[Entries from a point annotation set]
—————

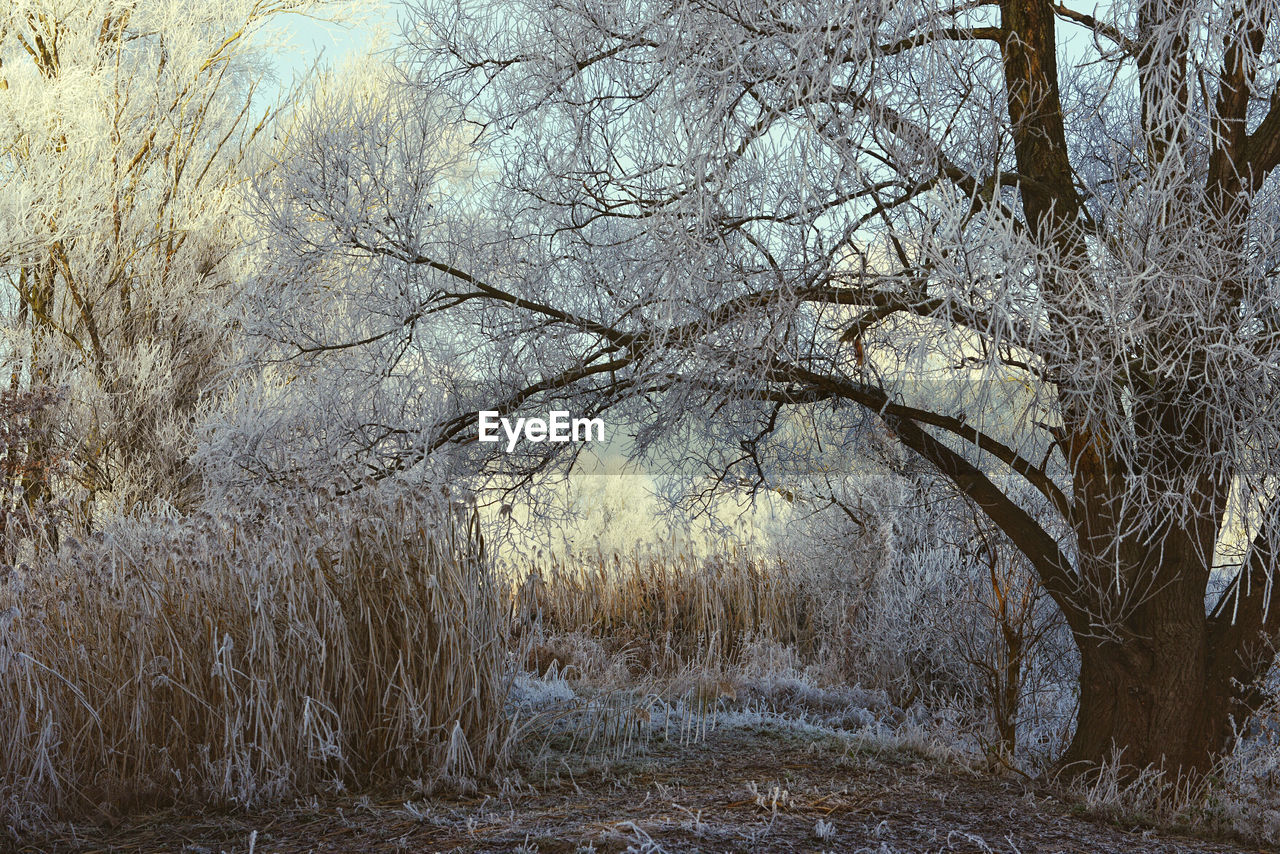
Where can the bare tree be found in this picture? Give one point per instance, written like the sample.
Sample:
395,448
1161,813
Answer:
123,135
1038,247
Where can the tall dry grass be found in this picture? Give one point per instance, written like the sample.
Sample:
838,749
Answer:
664,611
243,657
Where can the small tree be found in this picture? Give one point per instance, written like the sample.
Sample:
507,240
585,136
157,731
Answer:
123,133
1032,259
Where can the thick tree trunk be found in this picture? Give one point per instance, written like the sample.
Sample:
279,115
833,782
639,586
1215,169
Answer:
1156,698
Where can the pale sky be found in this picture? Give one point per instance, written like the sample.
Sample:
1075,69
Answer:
297,41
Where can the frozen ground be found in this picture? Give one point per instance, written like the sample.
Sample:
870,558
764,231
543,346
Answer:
741,786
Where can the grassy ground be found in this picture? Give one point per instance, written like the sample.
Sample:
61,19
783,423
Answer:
755,788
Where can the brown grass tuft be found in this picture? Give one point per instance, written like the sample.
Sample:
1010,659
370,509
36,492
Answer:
236,660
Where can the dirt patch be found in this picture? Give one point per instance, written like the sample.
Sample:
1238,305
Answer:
739,790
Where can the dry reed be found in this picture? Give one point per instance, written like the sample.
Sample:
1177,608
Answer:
666,612
237,660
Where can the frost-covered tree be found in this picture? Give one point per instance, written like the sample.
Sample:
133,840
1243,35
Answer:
1034,246
123,132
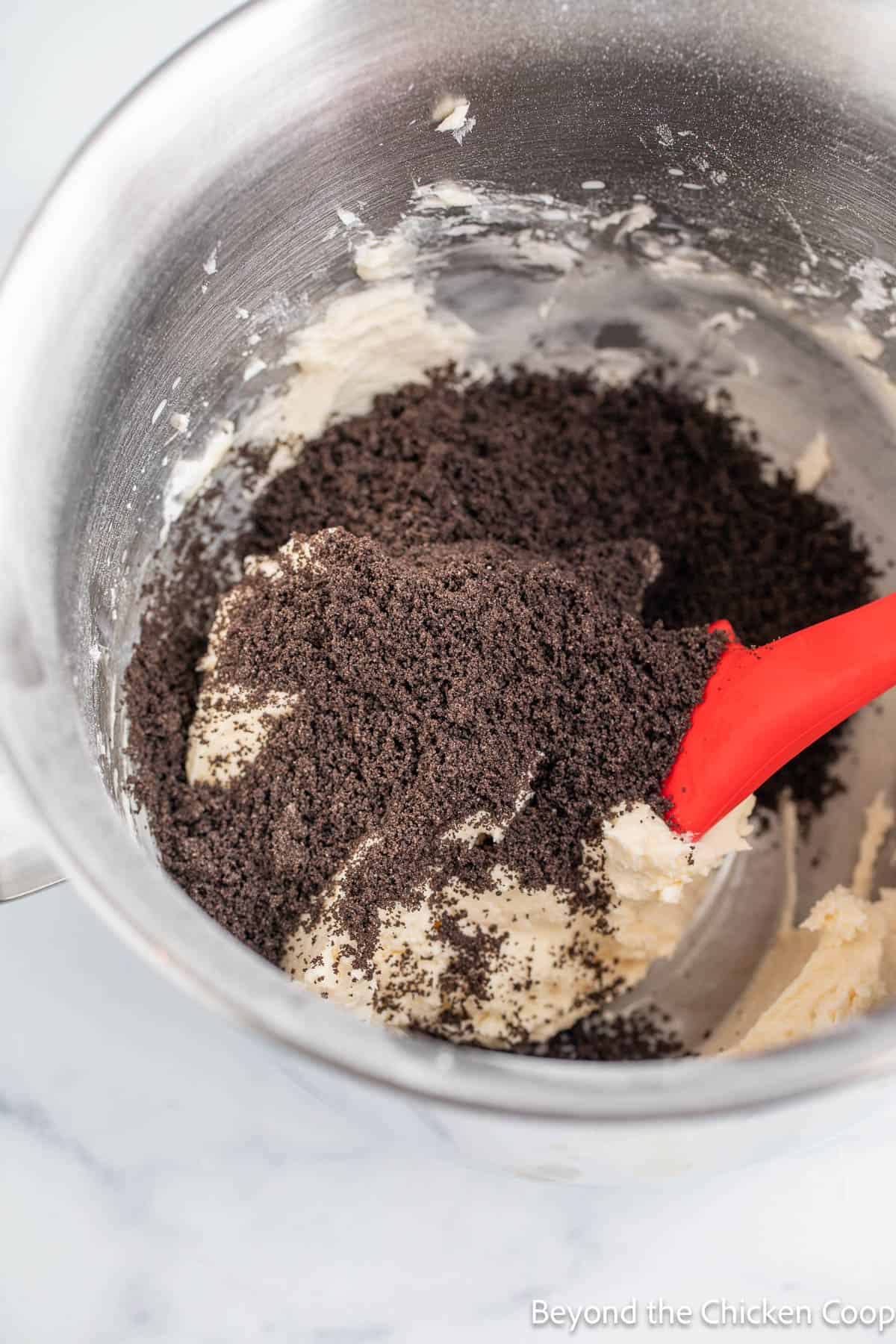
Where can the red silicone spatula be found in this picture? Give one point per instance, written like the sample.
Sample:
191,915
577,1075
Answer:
763,706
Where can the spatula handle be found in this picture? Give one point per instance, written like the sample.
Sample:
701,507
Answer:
763,706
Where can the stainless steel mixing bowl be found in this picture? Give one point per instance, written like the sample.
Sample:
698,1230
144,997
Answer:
247,143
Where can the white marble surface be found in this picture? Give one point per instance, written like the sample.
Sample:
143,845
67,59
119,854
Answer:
160,1176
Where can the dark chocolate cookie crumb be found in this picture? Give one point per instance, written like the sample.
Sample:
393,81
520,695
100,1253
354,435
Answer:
547,475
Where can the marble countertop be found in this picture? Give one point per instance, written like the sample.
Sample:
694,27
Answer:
161,1179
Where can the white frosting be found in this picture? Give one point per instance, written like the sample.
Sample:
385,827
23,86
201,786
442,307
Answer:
191,473
813,464
840,962
371,342
541,977
645,860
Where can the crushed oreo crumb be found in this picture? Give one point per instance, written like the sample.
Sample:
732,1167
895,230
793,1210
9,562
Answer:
536,507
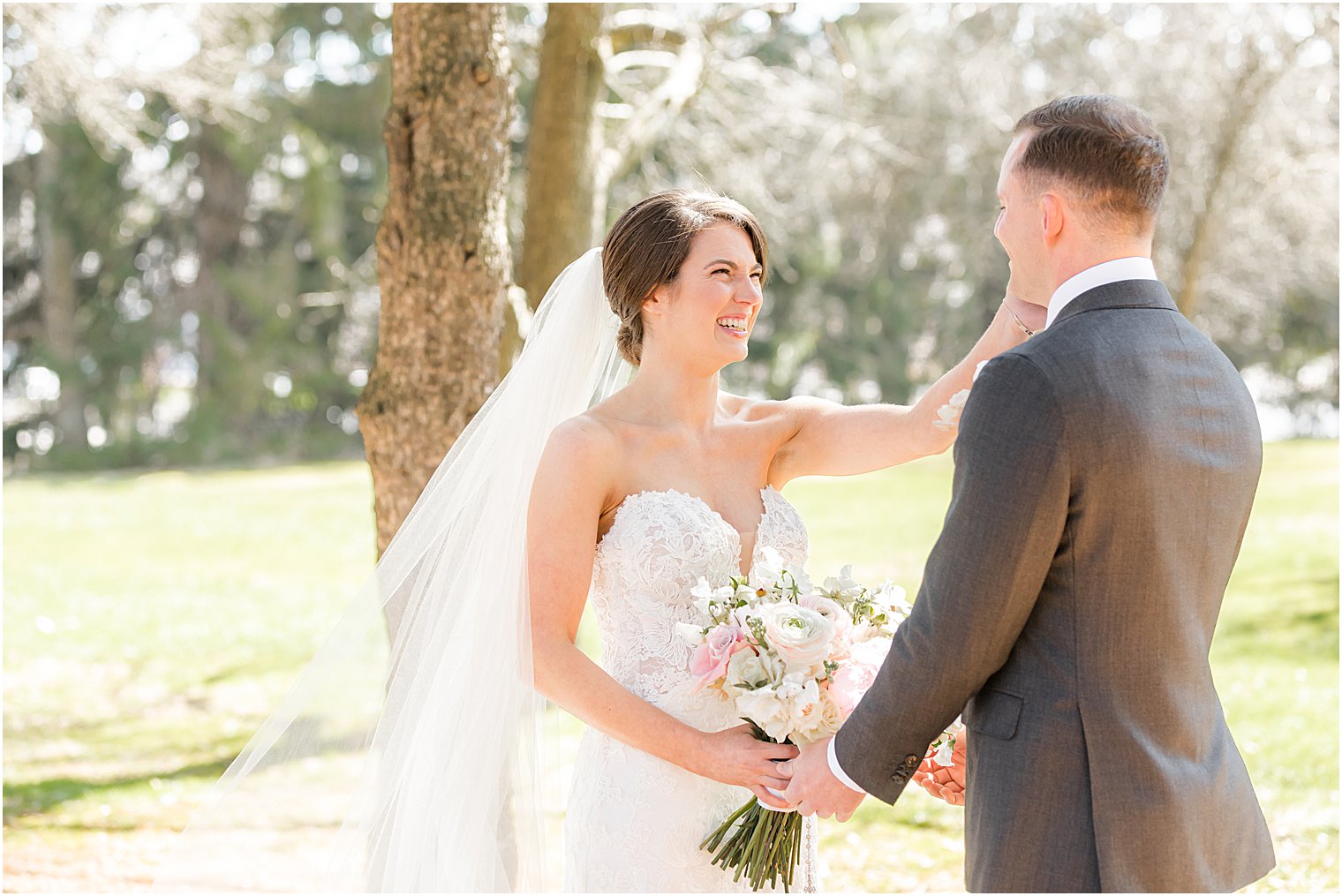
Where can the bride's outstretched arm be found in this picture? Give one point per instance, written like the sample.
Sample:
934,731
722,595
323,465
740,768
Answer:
572,485
839,440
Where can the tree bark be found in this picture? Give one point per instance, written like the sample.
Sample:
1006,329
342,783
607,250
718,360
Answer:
1243,102
441,248
560,220
218,226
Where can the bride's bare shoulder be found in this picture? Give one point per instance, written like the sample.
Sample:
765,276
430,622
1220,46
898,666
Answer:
758,410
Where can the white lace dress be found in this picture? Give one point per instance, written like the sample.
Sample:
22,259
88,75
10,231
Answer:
634,821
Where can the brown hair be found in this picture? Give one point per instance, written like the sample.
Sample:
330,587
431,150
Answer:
1106,149
650,243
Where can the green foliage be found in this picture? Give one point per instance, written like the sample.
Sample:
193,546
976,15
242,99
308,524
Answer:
155,619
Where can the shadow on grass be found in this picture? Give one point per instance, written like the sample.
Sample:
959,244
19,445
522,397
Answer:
41,795
1308,630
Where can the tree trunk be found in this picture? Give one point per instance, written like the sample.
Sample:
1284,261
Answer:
560,220
59,298
218,226
441,248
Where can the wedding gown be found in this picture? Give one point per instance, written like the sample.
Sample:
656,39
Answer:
634,821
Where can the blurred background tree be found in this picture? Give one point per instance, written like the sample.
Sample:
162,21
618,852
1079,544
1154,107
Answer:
192,195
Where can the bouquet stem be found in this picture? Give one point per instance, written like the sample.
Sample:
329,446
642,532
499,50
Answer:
764,847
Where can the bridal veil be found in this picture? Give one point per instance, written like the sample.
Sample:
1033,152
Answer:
415,766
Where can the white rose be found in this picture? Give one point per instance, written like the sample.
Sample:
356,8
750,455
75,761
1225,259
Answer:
820,719
800,636
768,709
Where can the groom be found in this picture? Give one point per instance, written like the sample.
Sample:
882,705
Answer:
1105,472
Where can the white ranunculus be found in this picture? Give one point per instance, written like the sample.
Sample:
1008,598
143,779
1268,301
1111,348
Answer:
831,609
690,633
841,588
799,635
749,671
893,597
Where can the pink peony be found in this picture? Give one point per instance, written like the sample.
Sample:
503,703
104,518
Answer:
709,660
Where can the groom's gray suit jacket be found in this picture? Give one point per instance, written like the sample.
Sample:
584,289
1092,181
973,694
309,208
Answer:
1104,478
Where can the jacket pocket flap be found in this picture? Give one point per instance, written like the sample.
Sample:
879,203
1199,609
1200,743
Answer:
995,714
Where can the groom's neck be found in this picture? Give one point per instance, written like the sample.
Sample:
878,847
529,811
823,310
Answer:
1073,260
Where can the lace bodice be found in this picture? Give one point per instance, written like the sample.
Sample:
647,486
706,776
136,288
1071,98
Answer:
634,821
658,546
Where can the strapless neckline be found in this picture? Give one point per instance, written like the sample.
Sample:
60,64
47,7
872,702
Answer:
735,532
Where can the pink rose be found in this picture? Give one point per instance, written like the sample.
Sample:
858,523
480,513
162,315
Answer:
709,660
854,678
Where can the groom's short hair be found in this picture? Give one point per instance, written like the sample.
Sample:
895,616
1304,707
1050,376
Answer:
1107,150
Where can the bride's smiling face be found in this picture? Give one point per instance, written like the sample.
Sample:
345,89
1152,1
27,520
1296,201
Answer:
706,312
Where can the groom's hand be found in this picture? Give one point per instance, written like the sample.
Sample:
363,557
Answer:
945,782
813,789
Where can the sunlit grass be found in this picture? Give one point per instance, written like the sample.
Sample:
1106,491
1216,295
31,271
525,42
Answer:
152,620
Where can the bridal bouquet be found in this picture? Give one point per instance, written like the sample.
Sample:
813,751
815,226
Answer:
795,659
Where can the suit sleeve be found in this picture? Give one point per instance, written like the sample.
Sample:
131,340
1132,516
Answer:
1006,514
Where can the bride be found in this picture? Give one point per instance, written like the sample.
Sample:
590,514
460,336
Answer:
663,482
413,766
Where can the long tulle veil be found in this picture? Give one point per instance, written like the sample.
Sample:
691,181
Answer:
413,766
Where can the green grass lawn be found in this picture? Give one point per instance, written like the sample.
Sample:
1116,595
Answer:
154,619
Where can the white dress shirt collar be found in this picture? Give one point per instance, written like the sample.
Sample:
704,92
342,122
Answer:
1130,268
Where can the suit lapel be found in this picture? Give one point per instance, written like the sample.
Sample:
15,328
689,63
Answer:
1124,294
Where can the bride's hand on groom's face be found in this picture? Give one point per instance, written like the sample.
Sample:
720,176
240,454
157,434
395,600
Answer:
735,757
945,782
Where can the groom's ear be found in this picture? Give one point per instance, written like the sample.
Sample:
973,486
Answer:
1052,215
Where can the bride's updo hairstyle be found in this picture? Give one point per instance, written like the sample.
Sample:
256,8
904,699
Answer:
650,243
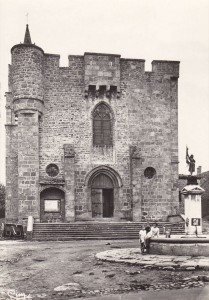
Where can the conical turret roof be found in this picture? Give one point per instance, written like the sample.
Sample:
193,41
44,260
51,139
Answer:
27,39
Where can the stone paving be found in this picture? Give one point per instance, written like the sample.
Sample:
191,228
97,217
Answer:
165,262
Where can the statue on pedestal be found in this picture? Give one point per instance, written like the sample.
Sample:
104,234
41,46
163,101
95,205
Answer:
190,161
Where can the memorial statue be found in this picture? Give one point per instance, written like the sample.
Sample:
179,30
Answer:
190,161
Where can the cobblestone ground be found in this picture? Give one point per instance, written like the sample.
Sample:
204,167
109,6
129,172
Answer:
67,270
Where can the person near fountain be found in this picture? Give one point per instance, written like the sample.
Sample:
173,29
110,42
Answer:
142,235
147,239
190,161
147,227
155,231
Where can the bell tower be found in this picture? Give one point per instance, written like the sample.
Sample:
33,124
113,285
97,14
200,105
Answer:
25,103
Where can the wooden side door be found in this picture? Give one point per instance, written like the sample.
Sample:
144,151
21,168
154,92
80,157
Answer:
96,198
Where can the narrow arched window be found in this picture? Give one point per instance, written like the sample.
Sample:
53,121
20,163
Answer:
102,126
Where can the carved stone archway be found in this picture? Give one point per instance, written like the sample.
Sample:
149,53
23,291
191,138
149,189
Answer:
103,185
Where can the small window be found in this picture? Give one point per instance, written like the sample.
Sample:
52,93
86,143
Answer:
52,170
51,205
102,126
16,119
149,172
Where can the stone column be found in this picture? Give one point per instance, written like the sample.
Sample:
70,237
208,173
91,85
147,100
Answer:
193,208
135,156
69,167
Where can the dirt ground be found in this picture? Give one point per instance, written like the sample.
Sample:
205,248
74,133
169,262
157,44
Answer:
37,268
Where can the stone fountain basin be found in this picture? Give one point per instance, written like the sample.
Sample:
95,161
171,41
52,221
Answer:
181,245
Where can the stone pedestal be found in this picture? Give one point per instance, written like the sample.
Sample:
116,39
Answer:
193,207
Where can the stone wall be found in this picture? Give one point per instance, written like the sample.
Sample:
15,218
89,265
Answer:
61,102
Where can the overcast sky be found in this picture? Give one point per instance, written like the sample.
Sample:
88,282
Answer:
147,29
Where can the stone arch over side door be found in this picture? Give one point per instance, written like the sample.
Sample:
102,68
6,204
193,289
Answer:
103,188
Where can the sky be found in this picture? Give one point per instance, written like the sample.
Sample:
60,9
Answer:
144,29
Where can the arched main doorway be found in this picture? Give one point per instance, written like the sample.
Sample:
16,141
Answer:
102,196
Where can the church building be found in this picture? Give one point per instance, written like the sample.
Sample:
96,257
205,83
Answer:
96,140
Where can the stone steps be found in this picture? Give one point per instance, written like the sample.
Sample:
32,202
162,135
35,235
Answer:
87,230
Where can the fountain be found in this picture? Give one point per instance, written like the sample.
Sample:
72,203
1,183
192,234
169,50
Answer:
192,243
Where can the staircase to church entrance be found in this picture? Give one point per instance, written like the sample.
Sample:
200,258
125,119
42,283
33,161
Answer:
95,230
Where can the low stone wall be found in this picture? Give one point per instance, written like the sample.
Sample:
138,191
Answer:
180,246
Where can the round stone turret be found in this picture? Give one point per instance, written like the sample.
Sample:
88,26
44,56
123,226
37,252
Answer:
27,75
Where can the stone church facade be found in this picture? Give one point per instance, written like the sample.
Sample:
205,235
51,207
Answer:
97,140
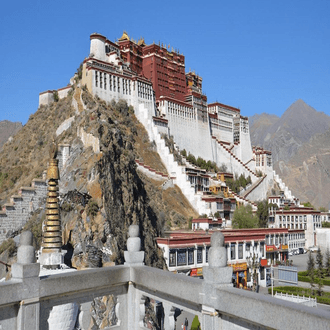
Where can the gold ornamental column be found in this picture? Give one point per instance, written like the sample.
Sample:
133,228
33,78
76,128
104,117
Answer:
51,252
52,235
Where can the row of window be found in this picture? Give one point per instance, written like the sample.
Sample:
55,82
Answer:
122,85
182,257
240,254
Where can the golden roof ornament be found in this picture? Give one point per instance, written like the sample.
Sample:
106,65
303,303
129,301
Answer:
124,36
141,42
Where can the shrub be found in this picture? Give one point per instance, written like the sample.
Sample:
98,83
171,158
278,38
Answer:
92,208
8,245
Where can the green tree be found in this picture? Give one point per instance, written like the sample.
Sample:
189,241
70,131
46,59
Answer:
244,218
184,153
311,270
263,212
319,262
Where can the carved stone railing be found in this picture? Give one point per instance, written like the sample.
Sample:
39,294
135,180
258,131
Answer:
117,297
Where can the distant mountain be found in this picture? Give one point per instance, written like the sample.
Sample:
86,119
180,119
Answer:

—————

-- YOUR GOAL --
Write out, word for word, the lines of the listing from the one containing "Where can the green tree" through the last line of the listing, both included.

-- THE RESULT --
Where can the green tree be found in this picture? Give one point per instance, written like the sample.
Sample:
189,241
70,131
46,59
Answer:
244,218
184,153
311,270
263,212
319,262
Where can the carved stone railing be found in this picture? Give one point per instance, written like the sample.
Sample:
39,294
135,180
258,131
Answer:
117,297
Where can the distant mountain be found in this picture? Give one point per instance, written like the sample.
Sample:
86,119
180,119
Answer:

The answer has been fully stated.